Tragically, Earle passed away in 2003 shortly after The American Way was published. He did not get to enjoy the positive reception that his book has had from historians, geographers, and political scientists. But even if he had, my guess is that he would have continued for at least the next several years to improve upon the dialectical policy regime model. He says in the book that it is only a beginning step.

Earle also would probably have now been scouring the economic data and legislative dockets for indication as to whether or not the election of Barack Obama signals the beginning of true regime change back toward egalitarian free-trade democracy. It is up to those who read The American Way to ponder that question. Some of my future blog posts will elaborate more on his model, its promise and its many problems. It’s a hard book to read and at times so economically deterministic that it makes me want to bash my head against the wall. But every student (minus one) I’ve read it with (n = about 20) has said afterwards that it changed their perspective on American history, geography, politics, and economy in some way. They’d never really taken cyclical temporality seriously; purely progressive onward-and-upward meta-narratives die really hard.

Back to the tweets. . .

First reaction: after swimming through the social media engagement with creative destruction, thinking about Earle’s take on American political economic history, and experiencing first-hand the Great Recession of 2008-9, I have to agree with many tweeters and bloggers who think that we are in the midst of a gale of creative destruction.

(Data extracted from a collection)
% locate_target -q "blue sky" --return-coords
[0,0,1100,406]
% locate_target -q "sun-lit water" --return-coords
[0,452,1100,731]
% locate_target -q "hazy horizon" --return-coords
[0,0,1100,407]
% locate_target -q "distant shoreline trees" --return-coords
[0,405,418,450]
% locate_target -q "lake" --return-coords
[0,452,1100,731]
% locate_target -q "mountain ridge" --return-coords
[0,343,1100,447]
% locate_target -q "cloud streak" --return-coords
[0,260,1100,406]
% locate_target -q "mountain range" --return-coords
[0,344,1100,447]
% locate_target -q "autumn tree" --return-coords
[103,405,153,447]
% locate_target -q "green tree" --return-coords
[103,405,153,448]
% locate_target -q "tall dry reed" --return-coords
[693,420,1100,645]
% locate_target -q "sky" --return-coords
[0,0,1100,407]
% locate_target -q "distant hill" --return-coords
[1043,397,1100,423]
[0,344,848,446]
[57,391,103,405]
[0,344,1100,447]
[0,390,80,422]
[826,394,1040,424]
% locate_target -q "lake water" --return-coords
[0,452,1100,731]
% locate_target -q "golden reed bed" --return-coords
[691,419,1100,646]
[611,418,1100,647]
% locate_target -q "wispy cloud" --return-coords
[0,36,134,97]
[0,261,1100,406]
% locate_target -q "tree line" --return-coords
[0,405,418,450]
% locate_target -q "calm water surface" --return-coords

= WORK REQUEST 1 =
Reproduce the Earle excerpt between "Tragically, Earle passed" and "a beginning step.", inclusive.
= WORK REQUEST 2 =
According to the Earle excerpt, on which subjects did students say the book changed their perspective? List each one.
= WORK REQUEST 3 =
In the Earle excerpt, what year did Earle pass away?

= ANSWER AREA 1 =
Tragically, Earle passed away in 2003 shortly after The American Way was published. He did not get to enjoy the positive reception that his book has had from historians, geographers, and political scientists. But even if he had, my guess is that he would have continued for at least the next several years to improve upon the dialectical policy regime model. He says in the book that it is only a beginning step.

= ANSWER AREA 2 =
American history, geography, politics, economy

= ANSWER AREA 3 =
2003